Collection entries

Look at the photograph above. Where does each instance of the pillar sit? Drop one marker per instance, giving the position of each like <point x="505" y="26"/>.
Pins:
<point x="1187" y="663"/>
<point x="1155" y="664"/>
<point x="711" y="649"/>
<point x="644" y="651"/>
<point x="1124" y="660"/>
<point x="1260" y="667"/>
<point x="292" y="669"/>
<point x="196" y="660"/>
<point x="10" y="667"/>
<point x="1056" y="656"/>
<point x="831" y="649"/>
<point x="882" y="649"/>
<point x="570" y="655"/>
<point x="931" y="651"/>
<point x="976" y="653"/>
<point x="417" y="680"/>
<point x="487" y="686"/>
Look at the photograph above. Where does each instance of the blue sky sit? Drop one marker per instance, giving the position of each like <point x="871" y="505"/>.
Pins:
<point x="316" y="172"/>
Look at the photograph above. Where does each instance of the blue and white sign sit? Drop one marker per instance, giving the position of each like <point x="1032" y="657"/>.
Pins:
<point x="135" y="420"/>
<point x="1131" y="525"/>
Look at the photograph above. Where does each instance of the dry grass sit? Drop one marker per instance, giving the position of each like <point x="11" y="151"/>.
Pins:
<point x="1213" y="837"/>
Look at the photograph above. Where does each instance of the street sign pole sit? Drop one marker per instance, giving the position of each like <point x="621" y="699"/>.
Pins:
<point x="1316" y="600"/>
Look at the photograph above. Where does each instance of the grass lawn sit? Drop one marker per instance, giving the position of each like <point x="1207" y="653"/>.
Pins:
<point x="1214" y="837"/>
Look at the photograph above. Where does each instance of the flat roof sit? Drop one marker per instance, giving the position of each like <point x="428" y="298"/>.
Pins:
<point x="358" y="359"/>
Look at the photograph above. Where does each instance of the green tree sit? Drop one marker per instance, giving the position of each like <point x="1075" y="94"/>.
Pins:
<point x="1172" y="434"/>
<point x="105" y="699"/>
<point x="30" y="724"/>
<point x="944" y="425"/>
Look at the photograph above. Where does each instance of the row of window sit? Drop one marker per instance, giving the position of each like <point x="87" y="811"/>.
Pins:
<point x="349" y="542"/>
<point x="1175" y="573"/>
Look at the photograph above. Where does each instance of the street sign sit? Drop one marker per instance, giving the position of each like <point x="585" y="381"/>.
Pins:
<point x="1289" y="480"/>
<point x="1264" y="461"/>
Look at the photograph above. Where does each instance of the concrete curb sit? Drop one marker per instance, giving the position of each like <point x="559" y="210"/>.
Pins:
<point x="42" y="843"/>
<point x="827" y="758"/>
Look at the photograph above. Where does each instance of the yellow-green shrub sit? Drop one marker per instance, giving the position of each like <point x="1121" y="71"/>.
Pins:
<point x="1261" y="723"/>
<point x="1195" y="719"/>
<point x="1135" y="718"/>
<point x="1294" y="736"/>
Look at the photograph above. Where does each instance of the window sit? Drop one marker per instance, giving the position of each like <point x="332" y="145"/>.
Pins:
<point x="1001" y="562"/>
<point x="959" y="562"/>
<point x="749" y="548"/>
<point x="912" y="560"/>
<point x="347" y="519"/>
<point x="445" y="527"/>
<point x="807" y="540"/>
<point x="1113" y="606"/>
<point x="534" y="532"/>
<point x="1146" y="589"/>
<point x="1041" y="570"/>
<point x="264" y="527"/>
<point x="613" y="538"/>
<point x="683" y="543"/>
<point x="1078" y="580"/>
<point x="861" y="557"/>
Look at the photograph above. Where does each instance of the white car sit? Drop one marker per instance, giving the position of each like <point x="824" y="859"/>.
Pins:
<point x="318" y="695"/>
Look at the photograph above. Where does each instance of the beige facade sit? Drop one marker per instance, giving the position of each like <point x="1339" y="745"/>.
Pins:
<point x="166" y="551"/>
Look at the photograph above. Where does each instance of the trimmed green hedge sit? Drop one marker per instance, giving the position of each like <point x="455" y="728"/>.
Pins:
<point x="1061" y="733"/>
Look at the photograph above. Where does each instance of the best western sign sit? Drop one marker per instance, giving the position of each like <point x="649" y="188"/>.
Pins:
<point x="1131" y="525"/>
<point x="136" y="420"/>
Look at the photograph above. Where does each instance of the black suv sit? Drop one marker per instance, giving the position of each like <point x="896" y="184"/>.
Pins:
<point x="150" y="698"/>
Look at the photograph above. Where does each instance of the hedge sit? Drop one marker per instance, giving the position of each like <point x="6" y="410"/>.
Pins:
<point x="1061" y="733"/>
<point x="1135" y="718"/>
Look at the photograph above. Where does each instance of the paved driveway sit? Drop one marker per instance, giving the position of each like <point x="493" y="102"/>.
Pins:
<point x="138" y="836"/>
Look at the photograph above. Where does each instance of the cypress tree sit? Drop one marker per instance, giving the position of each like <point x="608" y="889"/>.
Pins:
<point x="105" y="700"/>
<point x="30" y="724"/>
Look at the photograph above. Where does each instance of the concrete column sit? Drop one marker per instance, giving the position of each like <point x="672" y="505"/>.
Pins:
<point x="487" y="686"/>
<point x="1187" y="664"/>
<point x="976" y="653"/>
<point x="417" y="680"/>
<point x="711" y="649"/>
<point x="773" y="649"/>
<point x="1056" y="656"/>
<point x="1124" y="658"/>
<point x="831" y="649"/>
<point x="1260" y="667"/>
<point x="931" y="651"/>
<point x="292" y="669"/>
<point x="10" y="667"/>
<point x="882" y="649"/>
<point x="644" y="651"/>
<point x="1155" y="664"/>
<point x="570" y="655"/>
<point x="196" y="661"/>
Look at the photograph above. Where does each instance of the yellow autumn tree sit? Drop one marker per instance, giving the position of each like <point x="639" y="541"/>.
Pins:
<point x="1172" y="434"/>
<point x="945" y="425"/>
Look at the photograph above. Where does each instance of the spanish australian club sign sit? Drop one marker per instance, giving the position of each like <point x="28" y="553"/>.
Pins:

▸ **Exercise**:
Report each line above containing the string "white".

▸ **Response for this exercise**:
Look at the photograph above. Where does each instance of the blue and white sign sit? Drop one marker per instance, giving the position of each like <point x="1032" y="657"/>.
Look at the photograph above. Where does each instance of the white car sit? Drop one marker per instance, giving the position of each like <point x="824" y="859"/>.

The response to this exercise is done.